◆ WHAT TO WORK ON ◆
Reproduce the lines below word for word, beginning with the line that contains "dark coat and" and stopping after the line that contains "(1289, 544)".

(Saved dataset items)
□ □ □ □
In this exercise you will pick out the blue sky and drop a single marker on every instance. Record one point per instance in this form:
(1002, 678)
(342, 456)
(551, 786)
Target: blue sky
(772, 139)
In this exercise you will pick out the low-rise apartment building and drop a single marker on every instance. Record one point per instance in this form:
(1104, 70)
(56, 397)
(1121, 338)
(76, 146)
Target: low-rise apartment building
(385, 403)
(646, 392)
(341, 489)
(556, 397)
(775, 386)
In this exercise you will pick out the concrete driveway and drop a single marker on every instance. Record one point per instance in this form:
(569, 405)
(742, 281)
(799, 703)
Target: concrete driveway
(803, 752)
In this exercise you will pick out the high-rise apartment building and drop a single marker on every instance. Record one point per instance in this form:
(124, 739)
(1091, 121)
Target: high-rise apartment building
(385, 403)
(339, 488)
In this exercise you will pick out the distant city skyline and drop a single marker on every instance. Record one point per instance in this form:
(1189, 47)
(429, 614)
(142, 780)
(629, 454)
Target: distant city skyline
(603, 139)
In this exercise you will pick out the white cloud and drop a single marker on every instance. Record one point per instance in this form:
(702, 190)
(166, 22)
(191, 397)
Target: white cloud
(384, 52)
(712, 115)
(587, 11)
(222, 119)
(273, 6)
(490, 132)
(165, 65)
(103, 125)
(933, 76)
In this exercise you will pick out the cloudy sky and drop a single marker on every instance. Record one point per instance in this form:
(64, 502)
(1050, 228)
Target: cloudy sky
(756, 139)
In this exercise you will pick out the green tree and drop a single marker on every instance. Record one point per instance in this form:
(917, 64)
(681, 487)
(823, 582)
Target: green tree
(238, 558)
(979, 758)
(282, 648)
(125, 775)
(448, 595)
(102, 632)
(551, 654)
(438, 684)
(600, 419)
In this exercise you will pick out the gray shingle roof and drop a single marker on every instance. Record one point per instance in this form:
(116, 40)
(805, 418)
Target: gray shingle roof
□ □ □ □
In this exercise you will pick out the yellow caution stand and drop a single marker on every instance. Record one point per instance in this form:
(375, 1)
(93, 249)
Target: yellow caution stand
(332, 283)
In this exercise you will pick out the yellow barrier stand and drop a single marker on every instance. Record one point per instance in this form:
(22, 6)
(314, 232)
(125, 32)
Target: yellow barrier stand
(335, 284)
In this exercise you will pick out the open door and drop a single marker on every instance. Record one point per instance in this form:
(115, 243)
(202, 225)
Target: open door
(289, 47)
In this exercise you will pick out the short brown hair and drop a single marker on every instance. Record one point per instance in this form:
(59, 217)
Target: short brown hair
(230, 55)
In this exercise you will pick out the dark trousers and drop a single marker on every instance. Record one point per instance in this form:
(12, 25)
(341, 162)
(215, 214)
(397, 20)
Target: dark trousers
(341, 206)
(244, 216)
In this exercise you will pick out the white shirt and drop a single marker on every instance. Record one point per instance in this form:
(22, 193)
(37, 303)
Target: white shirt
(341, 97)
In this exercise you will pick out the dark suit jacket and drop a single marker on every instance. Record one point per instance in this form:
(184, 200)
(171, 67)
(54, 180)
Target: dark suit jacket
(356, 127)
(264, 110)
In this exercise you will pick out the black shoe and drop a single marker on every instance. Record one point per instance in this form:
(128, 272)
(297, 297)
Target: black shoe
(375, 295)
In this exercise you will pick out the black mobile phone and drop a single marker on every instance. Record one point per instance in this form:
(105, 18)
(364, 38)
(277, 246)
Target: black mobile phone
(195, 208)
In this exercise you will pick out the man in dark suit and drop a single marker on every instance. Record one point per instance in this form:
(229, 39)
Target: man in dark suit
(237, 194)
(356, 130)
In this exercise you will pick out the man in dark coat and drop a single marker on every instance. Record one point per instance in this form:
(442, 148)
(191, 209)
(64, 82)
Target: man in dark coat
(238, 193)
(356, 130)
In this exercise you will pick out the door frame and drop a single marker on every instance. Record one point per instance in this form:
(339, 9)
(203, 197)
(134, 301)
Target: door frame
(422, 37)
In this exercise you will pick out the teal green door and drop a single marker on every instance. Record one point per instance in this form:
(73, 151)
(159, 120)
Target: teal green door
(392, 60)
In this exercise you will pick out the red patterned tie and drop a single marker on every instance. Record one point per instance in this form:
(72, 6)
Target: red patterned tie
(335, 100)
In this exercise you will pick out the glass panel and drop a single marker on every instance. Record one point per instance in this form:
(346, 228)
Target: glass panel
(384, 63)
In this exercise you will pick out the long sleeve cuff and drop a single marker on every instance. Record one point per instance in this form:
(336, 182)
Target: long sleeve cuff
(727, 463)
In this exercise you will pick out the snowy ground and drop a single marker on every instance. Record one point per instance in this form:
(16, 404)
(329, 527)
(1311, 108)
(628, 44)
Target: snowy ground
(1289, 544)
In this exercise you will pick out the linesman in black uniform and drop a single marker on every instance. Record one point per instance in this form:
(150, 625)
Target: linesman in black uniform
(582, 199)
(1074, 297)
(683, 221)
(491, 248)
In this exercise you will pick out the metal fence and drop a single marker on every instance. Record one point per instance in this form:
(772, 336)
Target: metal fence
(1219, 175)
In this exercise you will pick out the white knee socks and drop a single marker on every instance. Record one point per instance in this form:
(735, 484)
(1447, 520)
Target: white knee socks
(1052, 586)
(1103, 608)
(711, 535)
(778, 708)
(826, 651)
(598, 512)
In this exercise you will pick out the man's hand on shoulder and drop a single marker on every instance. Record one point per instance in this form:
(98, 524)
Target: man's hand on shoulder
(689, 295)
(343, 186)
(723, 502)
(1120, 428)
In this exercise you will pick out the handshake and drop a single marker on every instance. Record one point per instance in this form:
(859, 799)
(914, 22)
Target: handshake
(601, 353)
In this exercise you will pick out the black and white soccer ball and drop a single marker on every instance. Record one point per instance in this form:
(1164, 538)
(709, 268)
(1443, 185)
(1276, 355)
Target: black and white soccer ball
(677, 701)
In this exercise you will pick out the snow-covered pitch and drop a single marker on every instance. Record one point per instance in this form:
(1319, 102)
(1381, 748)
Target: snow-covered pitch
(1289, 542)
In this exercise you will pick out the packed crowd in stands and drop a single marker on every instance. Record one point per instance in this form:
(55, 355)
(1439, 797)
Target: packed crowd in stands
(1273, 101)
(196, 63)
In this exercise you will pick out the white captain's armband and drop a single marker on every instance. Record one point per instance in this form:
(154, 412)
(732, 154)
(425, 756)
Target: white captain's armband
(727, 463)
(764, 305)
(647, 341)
□ □ □ □
◆ SOLUTION FOR THIS EXERCISE ◆
In this exercise you will pick out the man in dark coat and drop a single marker on every instance. Record one point per instance in this form:
(442, 148)
(191, 209)
(64, 82)
Target: man in dark coat
(238, 193)
(356, 130)
In this exercise you will pick out the door frame and drop a single marker on every instance. Record one point per instance in this form:
(339, 9)
(203, 197)
(134, 301)
Target: door frame
(422, 37)
In this exercise you will pick out the teal green door and drop a single marker on every instance. Record one point per instance in this form:
(73, 151)
(159, 120)
Target: teal green door
(392, 60)
In this exercise you will pick out the red patterned tie and drop a single marker on every instance. Record one point per instance in this form:
(72, 6)
Target: red patterned tie
(335, 100)
In this exercise you will pick out the glass panel and drop a single marker on every instance. Record one point per instance in this form:
(346, 228)
Target: glass panel
(384, 63)
In this exercise you will pick out the long sleeve cuff and drop a single marker on every instance. Record one point per instance in this form:
(336, 182)
Target: long sleeve cuff
(727, 463)
In this exercise you will pick out the snowy ground and drop a single marker on every instance. Record one point per instance in this form:
(16, 404)
(329, 527)
(1311, 108)
(628, 44)
Target: snowy ground
(1289, 544)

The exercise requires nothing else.